▶ _YOUR GOAL_:
State how many lines in the items below contain the word "every". Reply with the number alone.

▶ _EXTRACTED ENTRIES_:

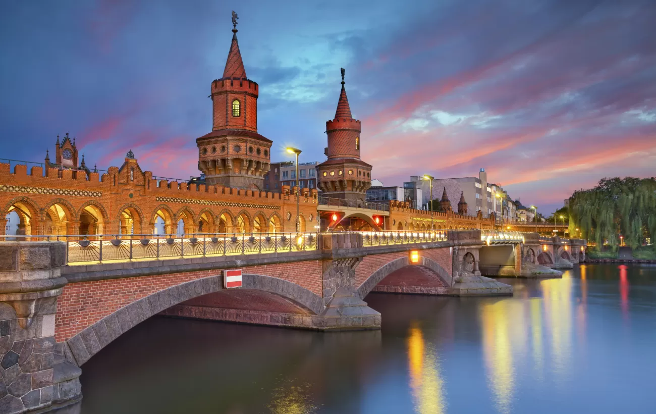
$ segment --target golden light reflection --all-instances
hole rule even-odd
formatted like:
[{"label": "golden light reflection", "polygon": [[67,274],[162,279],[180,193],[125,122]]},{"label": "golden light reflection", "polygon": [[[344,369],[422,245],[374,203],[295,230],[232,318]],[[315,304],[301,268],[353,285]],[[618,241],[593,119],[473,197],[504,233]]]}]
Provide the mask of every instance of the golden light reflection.
[{"label": "golden light reflection", "polygon": [[510,412],[515,386],[510,330],[512,313],[509,312],[509,302],[500,300],[486,304],[481,312],[487,379],[500,413]]},{"label": "golden light reflection", "polygon": [[415,411],[420,414],[444,413],[444,383],[435,349],[424,342],[421,329],[416,324],[410,327],[407,343],[410,388],[415,399]]},{"label": "golden light reflection", "polygon": [[274,390],[267,405],[273,414],[312,414],[318,407],[312,404],[310,385],[281,386]]}]

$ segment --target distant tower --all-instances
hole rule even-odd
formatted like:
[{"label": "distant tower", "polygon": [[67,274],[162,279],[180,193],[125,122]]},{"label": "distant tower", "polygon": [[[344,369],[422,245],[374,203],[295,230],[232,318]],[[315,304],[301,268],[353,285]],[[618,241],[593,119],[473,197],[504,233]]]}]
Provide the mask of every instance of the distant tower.
[{"label": "distant tower", "polygon": [[59,142],[59,135],[57,135],[57,143],[55,148],[54,162],[61,167],[68,168],[77,168],[77,148],[75,142],[68,138],[68,133],[64,137],[64,140]]},{"label": "distant tower", "polygon": [[256,83],[246,77],[232,12],[232,42],[223,76],[212,82],[212,132],[196,139],[198,169],[207,184],[264,188],[272,142],[257,133]]},{"label": "distant tower", "polygon": [[442,199],[440,200],[440,209],[442,211],[449,211],[451,209],[451,201],[449,201],[449,197],[447,196],[447,188],[444,188],[444,191],[442,192]]},{"label": "distant tower", "polygon": [[464,193],[460,192],[460,201],[458,201],[458,214],[467,214],[467,202],[464,201]]},{"label": "distant tower", "polygon": [[328,146],[325,153],[328,159],[317,165],[317,186],[328,197],[364,201],[371,186],[371,165],[360,159],[360,121],[351,115],[344,73],[342,69],[342,90],[335,119],[326,121]]}]

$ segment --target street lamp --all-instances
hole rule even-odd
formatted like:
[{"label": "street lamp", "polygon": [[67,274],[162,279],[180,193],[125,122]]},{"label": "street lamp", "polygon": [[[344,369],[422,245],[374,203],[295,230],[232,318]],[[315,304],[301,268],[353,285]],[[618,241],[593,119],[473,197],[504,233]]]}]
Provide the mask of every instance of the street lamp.
[{"label": "street lamp", "polygon": [[300,154],[300,150],[298,148],[294,148],[292,147],[289,147],[287,149],[287,152],[289,154],[296,154],[296,232],[298,232],[298,224],[300,223],[298,221],[298,154]]},{"label": "street lamp", "polygon": [[428,175],[428,174],[424,175],[424,179],[428,180],[428,182],[430,183],[430,230],[433,230],[433,180],[435,177]]}]

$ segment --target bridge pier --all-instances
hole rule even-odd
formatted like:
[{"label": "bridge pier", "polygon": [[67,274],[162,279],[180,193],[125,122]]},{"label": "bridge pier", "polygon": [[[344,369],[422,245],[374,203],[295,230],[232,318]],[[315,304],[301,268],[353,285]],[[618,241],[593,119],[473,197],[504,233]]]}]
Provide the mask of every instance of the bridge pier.
[{"label": "bridge pier", "polygon": [[[55,343],[65,245],[0,242],[0,413],[60,407],[81,398],[79,368]],[[68,357],[68,358],[67,358]]]}]

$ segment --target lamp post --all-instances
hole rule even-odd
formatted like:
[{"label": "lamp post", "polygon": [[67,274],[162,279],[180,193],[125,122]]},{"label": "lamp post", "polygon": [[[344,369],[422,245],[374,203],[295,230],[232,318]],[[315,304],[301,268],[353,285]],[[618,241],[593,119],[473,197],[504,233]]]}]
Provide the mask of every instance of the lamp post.
[{"label": "lamp post", "polygon": [[296,232],[298,233],[299,230],[298,224],[300,224],[298,222],[298,203],[299,203],[298,193],[300,192],[298,190],[300,190],[300,188],[298,188],[298,154],[300,154],[300,150],[299,150],[298,148],[289,147],[287,149],[287,151],[289,154],[296,154]]},{"label": "lamp post", "polygon": [[435,177],[428,175],[428,174],[424,175],[424,179],[428,180],[430,183],[430,230],[433,230],[433,180]]}]

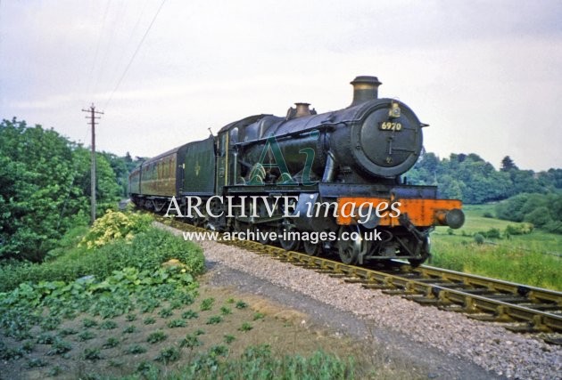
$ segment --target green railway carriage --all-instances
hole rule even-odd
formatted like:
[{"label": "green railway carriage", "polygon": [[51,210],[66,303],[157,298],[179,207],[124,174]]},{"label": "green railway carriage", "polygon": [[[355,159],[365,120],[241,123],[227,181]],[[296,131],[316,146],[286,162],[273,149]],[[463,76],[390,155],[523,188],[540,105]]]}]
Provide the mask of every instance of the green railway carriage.
[{"label": "green railway carriage", "polygon": [[[418,265],[435,225],[462,225],[462,203],[401,177],[419,158],[428,125],[402,101],[379,98],[376,77],[351,84],[352,102],[342,109],[295,103],[285,117],[250,116],[144,162],[129,178],[132,201],[162,214],[173,205],[172,214],[212,230],[277,233],[285,249],[302,243],[310,255],[335,254],[345,263]],[[338,239],[302,242],[295,231]],[[373,231],[381,238],[367,239]]]},{"label": "green railway carriage", "polygon": [[172,197],[211,196],[215,191],[214,138],[194,141],[150,158],[129,175],[136,204],[161,211]]}]

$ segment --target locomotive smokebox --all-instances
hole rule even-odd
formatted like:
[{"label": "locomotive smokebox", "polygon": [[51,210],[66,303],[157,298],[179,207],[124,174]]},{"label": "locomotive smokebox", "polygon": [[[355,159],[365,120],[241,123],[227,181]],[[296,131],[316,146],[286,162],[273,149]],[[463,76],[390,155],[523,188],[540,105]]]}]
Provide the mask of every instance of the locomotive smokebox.
[{"label": "locomotive smokebox", "polygon": [[382,83],[376,77],[360,76],[350,83],[353,85],[353,102],[350,107],[378,98],[378,86]]}]

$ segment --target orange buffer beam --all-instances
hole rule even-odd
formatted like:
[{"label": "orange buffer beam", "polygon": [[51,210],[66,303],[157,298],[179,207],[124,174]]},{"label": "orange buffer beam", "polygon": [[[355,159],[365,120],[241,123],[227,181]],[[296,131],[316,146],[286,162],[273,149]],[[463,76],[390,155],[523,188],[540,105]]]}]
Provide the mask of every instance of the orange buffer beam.
[{"label": "orange buffer beam", "polygon": [[465,222],[461,207],[462,202],[459,199],[391,200],[382,198],[342,197],[338,198],[337,223],[356,224],[360,221],[378,218],[376,225],[395,227],[401,225],[399,216],[407,214],[417,227],[442,225],[458,229]]}]

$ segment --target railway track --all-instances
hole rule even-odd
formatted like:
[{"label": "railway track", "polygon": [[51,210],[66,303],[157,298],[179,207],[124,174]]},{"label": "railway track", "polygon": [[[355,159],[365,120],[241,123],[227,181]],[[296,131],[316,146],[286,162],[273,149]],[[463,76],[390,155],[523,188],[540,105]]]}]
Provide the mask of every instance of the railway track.
[{"label": "railway track", "polygon": [[[206,231],[202,228],[160,218],[182,230]],[[220,241],[220,240],[219,240]],[[421,265],[413,268],[397,262],[391,268],[346,265],[324,257],[285,251],[251,240],[221,241],[303,268],[360,283],[365,288],[380,289],[423,305],[462,312],[468,318],[501,323],[518,333],[546,334],[550,344],[562,345],[562,292],[516,284],[500,279]]]}]

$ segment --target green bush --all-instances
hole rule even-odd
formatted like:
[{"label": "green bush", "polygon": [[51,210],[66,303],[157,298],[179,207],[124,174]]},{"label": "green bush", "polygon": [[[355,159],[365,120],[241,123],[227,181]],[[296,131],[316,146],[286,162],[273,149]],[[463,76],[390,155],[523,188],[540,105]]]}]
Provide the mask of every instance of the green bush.
[{"label": "green bush", "polygon": [[481,233],[477,233],[475,235],[475,241],[476,244],[483,244],[484,237]]},{"label": "green bush", "polygon": [[103,216],[94,222],[79,246],[92,249],[120,239],[130,241],[137,233],[147,230],[152,222],[153,218],[148,214],[107,210]]},{"label": "green bush", "polygon": [[0,292],[14,289],[28,281],[68,282],[84,276],[103,279],[113,271],[127,267],[154,271],[173,258],[184,263],[182,270],[192,275],[203,271],[204,257],[198,246],[169,232],[150,228],[138,233],[130,242],[114,240],[96,249],[75,247],[56,260],[42,264],[3,265],[0,267]]},{"label": "green bush", "polygon": [[533,232],[533,224],[531,223],[517,223],[508,224],[505,230],[506,235],[526,235]]}]

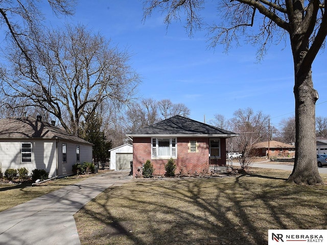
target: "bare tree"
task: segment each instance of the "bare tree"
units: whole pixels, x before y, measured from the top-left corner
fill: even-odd
[[[170,100],[157,102],[152,99],[144,99],[138,103],[130,105],[126,111],[127,132],[134,132],[176,115],[187,116],[189,114],[190,109],[183,104],[174,104]]]
[[[190,109],[182,103],[173,103],[170,100],[161,100],[158,102],[158,113],[167,119],[179,115],[187,117],[190,115]]]
[[[229,130],[231,128],[230,120],[226,118],[225,116],[221,114],[215,114],[214,118],[211,120],[210,124],[217,128],[227,130]]]
[[[128,103],[139,82],[128,54],[84,26],[49,30],[27,50],[31,60],[16,48],[9,54],[11,67],[2,70],[3,91],[12,101],[25,102],[15,107],[41,108],[76,135],[97,110]]]
[[[236,148],[242,154],[241,166],[246,168],[252,162],[250,152],[253,145],[266,139],[269,116],[261,111],[255,113],[250,108],[239,109],[233,115],[233,130],[240,134],[236,139]]]
[[[31,60],[27,46],[35,34],[42,29],[44,16],[38,4],[40,1],[29,0],[4,0],[0,7],[0,23],[8,38],[30,62]],[[57,15],[70,15],[74,13],[75,0],[48,0],[48,2]]]
[[[295,142],[295,118],[294,116],[283,119],[279,123],[282,126],[281,135],[285,143],[293,144]]]
[[[295,100],[295,158],[289,182],[314,185],[323,183],[316,159],[315,103],[318,96],[313,88],[311,66],[327,35],[327,0],[219,0],[218,14],[223,20],[209,28],[211,45],[222,44],[226,50],[238,44],[241,36],[259,46],[261,59],[271,44],[289,38],[293,57]],[[145,0],[145,18],[155,9],[165,13],[167,24],[185,17],[192,34],[203,26],[199,10],[204,0]],[[256,26],[253,32],[247,28]]]
[[[318,137],[327,137],[327,118],[322,116],[316,118],[316,132]]]

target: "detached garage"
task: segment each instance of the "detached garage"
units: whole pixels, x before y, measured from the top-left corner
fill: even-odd
[[[130,169],[130,161],[133,160],[133,145],[125,144],[109,151],[110,153],[110,169]]]

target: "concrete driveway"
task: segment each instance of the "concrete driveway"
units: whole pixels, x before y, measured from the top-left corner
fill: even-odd
[[[106,188],[129,181],[129,174],[99,175],[0,212],[0,244],[80,244],[73,215]]]

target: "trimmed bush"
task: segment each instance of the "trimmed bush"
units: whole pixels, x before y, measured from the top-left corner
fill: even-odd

▶ _COMPLETE ANSWER_:
10